◆ TASK REQUIREMENTS: Transcribe the data below in full, exactly.

Dataset entries:
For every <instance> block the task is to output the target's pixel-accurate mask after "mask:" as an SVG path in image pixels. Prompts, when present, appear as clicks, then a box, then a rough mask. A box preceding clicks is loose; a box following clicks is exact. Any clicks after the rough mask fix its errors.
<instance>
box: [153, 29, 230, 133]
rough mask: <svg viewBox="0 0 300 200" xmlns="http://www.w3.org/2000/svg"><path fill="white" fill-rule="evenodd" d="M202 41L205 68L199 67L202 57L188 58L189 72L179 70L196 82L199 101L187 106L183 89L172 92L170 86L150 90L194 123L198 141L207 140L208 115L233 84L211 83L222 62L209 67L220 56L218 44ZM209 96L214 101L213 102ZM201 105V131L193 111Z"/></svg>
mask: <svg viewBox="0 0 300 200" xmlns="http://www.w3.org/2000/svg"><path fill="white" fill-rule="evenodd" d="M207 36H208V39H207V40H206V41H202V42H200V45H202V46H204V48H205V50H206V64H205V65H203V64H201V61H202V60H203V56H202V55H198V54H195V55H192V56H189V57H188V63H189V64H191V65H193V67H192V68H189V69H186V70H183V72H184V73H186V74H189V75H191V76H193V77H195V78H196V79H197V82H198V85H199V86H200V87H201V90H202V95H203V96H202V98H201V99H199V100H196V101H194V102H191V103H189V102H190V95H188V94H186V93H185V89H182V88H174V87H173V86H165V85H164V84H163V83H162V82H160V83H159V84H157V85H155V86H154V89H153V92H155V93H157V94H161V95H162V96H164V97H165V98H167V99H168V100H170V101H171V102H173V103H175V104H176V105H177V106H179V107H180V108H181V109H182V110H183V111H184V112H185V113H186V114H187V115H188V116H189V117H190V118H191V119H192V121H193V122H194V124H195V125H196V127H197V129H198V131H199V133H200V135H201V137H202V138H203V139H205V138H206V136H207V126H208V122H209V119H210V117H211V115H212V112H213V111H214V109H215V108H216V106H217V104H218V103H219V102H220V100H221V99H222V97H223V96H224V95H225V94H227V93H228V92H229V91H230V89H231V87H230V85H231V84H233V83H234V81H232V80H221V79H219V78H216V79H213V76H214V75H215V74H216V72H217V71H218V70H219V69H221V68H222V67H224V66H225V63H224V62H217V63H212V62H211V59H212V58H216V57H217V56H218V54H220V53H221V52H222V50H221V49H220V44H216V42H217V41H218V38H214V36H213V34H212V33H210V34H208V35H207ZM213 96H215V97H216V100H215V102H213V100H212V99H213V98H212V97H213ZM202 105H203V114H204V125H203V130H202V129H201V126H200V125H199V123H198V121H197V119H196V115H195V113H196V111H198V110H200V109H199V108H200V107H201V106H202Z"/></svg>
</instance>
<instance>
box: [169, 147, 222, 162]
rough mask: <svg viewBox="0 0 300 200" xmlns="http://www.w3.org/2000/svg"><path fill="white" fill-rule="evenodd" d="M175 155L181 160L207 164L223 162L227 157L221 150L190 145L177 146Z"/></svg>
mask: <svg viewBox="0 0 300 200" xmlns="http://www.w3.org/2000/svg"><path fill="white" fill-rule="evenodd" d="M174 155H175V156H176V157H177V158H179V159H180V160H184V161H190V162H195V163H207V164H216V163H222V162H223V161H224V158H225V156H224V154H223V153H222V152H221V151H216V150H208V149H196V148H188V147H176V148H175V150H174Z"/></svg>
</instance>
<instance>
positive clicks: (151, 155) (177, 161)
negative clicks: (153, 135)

◆ WRITTEN ANSWER:
For every <instance> block the task is to output the target's pixel-accurate mask after "mask:" as an SVG path in image pixels. Prompts, when present, appear as clicks, then a box, then a rough mask. A box preceding clicks is loose; a box following clicks is exact. Any clicks after the rough mask fix its errors.
<instance>
box: [153, 29, 230, 133]
rough mask: <svg viewBox="0 0 300 200" xmlns="http://www.w3.org/2000/svg"><path fill="white" fill-rule="evenodd" d="M202 41L205 68L199 67L202 57L188 58L189 72L179 70L196 82L199 101L187 106L183 89L172 92L170 86L150 90L194 123L198 141L207 140L208 115L233 84L211 83L222 62L209 67L220 56L218 44ZM209 96L214 101L213 102ZM201 105V131L193 111Z"/></svg>
mask: <svg viewBox="0 0 300 200" xmlns="http://www.w3.org/2000/svg"><path fill="white" fill-rule="evenodd" d="M207 36H208V39H207V40H206V41H202V42H200V45H202V46H204V48H205V50H206V64H205V65H203V64H201V61H202V60H203V56H202V55H198V54H195V55H192V56H189V57H188V63H189V64H191V65H193V67H192V68H189V69H186V70H183V72H184V73H186V74H189V75H191V76H193V77H195V78H196V79H197V82H198V85H199V86H200V87H201V90H202V95H203V96H202V98H201V99H199V100H196V101H194V102H191V103H189V102H190V95H188V94H186V93H185V89H182V88H174V87H173V86H165V85H164V84H163V83H162V82H160V83H159V84H157V85H155V86H154V89H153V92H155V93H157V94H161V95H162V96H164V97H165V98H167V99H168V100H170V101H171V102H173V103H175V104H176V105H177V106H179V107H180V108H181V109H182V110H183V111H184V112H185V113H186V114H187V115H188V116H189V117H190V118H191V119H192V121H193V122H194V124H195V125H196V127H197V129H198V131H199V133H200V135H201V137H202V138H203V139H205V138H206V136H207V126H208V122H209V119H210V117H211V115H212V112H213V111H214V109H215V108H216V106H217V104H218V103H219V102H220V100H221V99H222V97H223V96H224V95H225V94H227V93H228V92H229V91H230V89H231V87H230V85H231V84H233V83H234V81H232V80H221V79H219V78H216V79H213V76H214V75H215V74H216V72H217V71H218V70H219V69H221V68H222V67H224V66H225V63H224V62H217V63H212V62H211V59H212V58H216V57H217V56H218V54H220V53H221V52H222V50H221V49H220V44H216V42H217V41H218V38H214V36H213V34H212V33H210V34H208V35H207ZM213 96H215V97H216V100H215V102H213V100H212V99H213V98H212V97H213ZM202 105H203V114H204V125H203V130H202V129H201V126H200V125H199V123H198V121H197V119H196V115H195V113H196V111H198V110H200V109H199V108H200V107H201V106H202Z"/></svg>
</instance>
<instance>
box: [169, 147, 222, 162]
rough mask: <svg viewBox="0 0 300 200" xmlns="http://www.w3.org/2000/svg"><path fill="white" fill-rule="evenodd" d="M175 155L181 160L207 164L223 162L227 157L221 150L190 145L177 146Z"/></svg>
mask: <svg viewBox="0 0 300 200" xmlns="http://www.w3.org/2000/svg"><path fill="white" fill-rule="evenodd" d="M174 155H175V156H176V157H177V158H179V159H180V160H184V161H190V162H195V163H207V164H216V163H222V162H223V161H224V158H225V156H224V154H223V153H222V152H221V151H216V150H208V149H196V148H188V147H176V148H175V150H174Z"/></svg>
</instance>
<instance>
positive clicks: (151, 155) (177, 161)
negative clicks: (153, 135)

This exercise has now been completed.